### TEXTE PROPOSÉ:
"""

Depuis le 7 octobre 2023 j’observe plus que jamais les réactions du monde occidental envers les Juifs et l’État d’Israël. Il me semble entrevoir un désir sourd de la part de cette civilisation structurée par le christianisme (mais aujourd’hui post-chrétienne) d’en finir avec Israël (le peuple et l’État) ou tout au moins de l’amoindrir.Le monde post-chrétien se déclare Verus Israel et se lance dans une concurrence morale avec Israël, le vrai Israël. Les de-gauche se comportent comme l’Église d’antan ; il s’agit pour eux de chapeauter Israël selon un schéma élaboré par cette Église qu’ils dénoncent par ailleurs. Leur inculture religieuse les empêche de comprendre qu’ils ne font que reprendre un vieux schéma religieux en le sécularisant – ce sont les post-chrétiens.

La tradition hébraïque : monothéisme absolu et coopération entre Dieu et l’homme. Son universalisme est le contraire de l’impérialisme, car pour cet universalisme chaque nation a son génie propre, irréductible. Mais contrairement à l’universalisme juif, l’universalisme du christianisme et l’universalisme de l’islam sont des impérialismes. Ils imposent leur modèle tout en ouvrant largement leurs portes (prosélytisme et conversions peu exigeantes). Et l’un et l’autre drainent des foules immenses, ce qui les porte à croire qu’ils sont universels.

Le 7 octobre repose la question de l’universel. Paul de Tarse a simplifié le judaïsme, il l’a débarrassé de ses « complications » et a rendu ses exigences morales moins contraignantes afin de gonfler les effectifs de sa nouvelle religion et en augmenter la force.

"""

### MATÉRIEL FOURNI:

"""

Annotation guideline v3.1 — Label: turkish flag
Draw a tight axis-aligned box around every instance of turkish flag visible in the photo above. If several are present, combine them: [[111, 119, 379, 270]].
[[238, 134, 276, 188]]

"""

### CONSIGNE:
Recopiez le texte proposé dans son intégralité, sans en modifier un seul mot. Le matériel fourni ne se rapporte en rien au texte proposé.

### RÉPONSE COMPLÈTE:
Depuis le 7 octobre 2023 j’observe plus que jamais les réactions du monde occidental envers les Juifs et l’État d’Israël. Il me semble entrevoir un désir sourd de la part de cette civilisation structurée par le christianisme (mais aujourd’hui post-chrétienne) d’en finir avec Israël (le peuple et l’État) ou tout au moins de l’amoindrir.Le monde post-chrétien se déclare Verus Israel et se lance dans une concurrence morale avec Israël, le vrai Israël. Les de-gauche se comportent comme l’Église d’antan ; il s’agit pour eux de chapeauter Israël selon un schéma élaboré par cette Église qu’ils dénoncent par ailleurs. Leur inculture religieuse les empêche de comprendre qu’ils ne font que reprendre un vieux schéma religieux en le sécularisant – ce sont les post-chrétiens.

La tradition hébraïque : monothéisme absolu et coopération entre Dieu et l’homme. Son universalisme est le contraire de l’impérialisme, car pour cet universalisme chaque nation a son génie propre, irréductible. Mais contrairement à l’universalisme juif, l’universalisme du christianisme et l’universalisme de l’islam sont des impérialismes. Ils imposent leur modèle tout en ouvrant largement leurs portes (prosélytisme et conversions peu exigeantes). Et l’un et l’autre drainent des foules immenses, ce qui les porte à croire qu’ils sont universels.

Le 7 octobre repose la question de l’universel. Paul de Tarse a simplifié le judaïsme, il l’a débarrassé de ses « complications » et a rendu ses exigences morales moins contraignantes afin de gonfler les effectifs de sa nouvelle religion et en augmenter la force.